-- Dataset content --
###

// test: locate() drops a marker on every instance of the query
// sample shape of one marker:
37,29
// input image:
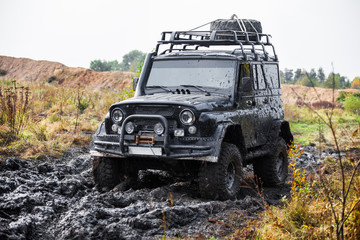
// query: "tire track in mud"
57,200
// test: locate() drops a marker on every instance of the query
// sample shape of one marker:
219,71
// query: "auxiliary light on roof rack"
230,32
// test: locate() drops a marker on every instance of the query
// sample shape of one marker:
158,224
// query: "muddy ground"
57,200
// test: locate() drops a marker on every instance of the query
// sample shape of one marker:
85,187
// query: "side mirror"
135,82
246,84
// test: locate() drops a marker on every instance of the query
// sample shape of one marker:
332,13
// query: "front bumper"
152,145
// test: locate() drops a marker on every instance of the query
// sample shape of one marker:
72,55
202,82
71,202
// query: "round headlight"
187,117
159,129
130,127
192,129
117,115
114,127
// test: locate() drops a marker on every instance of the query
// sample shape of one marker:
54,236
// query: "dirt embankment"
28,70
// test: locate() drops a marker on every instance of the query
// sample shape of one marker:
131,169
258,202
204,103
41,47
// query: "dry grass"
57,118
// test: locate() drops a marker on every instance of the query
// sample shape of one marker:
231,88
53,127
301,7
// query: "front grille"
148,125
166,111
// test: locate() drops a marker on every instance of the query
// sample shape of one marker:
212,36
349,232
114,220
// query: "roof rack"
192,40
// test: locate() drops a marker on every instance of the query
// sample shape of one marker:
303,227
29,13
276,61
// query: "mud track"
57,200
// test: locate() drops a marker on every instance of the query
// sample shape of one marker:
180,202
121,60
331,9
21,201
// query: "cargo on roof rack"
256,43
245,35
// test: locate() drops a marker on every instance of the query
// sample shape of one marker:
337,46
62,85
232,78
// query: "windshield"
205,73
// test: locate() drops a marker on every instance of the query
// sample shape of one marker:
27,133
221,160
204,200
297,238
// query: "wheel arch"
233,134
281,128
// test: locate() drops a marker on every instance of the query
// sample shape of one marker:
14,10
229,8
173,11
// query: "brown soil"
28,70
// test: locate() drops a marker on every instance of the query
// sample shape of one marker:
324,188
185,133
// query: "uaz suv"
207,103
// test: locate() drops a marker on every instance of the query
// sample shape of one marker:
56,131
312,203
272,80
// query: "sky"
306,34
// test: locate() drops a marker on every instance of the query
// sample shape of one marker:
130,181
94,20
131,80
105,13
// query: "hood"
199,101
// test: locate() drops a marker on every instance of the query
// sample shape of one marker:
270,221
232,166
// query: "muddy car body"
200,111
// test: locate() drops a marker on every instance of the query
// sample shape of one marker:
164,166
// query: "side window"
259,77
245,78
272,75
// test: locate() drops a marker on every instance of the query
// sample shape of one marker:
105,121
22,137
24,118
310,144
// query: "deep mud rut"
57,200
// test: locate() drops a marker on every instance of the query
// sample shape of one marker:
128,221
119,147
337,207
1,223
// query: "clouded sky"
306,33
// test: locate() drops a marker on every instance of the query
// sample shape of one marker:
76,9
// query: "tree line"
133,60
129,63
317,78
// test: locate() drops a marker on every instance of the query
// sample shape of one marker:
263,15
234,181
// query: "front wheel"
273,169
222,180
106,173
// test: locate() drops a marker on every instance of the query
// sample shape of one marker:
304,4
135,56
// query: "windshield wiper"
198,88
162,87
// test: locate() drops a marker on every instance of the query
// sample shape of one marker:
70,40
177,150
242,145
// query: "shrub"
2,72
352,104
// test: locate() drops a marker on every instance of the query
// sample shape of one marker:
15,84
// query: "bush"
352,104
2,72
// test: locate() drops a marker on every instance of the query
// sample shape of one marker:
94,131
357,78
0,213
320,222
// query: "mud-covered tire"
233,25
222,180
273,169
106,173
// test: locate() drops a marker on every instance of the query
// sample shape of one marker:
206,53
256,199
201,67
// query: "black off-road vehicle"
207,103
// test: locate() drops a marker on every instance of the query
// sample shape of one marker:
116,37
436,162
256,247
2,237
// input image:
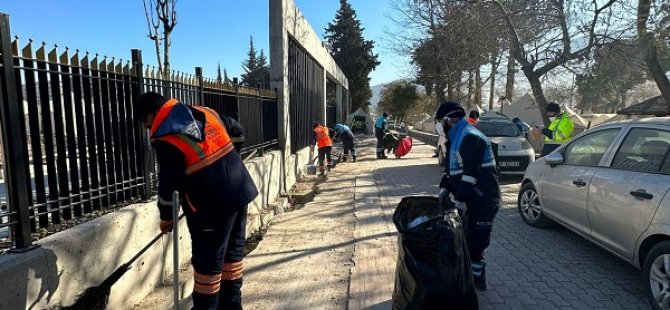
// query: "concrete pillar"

###

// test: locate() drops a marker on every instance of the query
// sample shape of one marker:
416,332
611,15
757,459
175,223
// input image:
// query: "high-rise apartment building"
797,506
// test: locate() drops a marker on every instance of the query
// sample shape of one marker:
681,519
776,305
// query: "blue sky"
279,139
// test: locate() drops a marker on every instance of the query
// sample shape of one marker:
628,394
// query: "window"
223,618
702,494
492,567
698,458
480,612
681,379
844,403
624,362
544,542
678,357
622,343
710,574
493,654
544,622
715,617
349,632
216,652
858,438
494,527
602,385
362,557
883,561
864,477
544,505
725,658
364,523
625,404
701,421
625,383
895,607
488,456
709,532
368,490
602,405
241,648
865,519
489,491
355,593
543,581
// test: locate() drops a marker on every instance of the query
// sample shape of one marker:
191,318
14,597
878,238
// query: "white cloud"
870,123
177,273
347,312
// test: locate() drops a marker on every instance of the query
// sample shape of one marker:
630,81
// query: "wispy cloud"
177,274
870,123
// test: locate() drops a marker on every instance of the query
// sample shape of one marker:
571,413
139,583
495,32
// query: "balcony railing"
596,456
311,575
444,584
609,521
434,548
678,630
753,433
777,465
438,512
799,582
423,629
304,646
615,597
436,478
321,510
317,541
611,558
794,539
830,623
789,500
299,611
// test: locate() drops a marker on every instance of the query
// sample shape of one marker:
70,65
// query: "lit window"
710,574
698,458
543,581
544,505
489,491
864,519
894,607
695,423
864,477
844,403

###

-- Problem requirements --
Which lines in the rows above contain the word "window"? Copy out each of them in full.

-- Solution to the problem --
// query: "side window"
// query: "window"
// query: "lit window"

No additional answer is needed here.